== Records provided
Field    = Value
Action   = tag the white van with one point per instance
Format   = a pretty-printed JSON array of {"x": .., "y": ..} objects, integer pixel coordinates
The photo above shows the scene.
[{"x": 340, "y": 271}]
====
Objective :: Rename "white van" to "delivery van" throughout the records and write them out again with everything else left as it is.

Task output ::
Field    = Value
Action   = tag the delivery van with one point per instance
Format   = a pretty-printed JSON array of {"x": .., "y": ..} objects, integer pixel coordinates
The photo above shows the scene.
[{"x": 340, "y": 271}]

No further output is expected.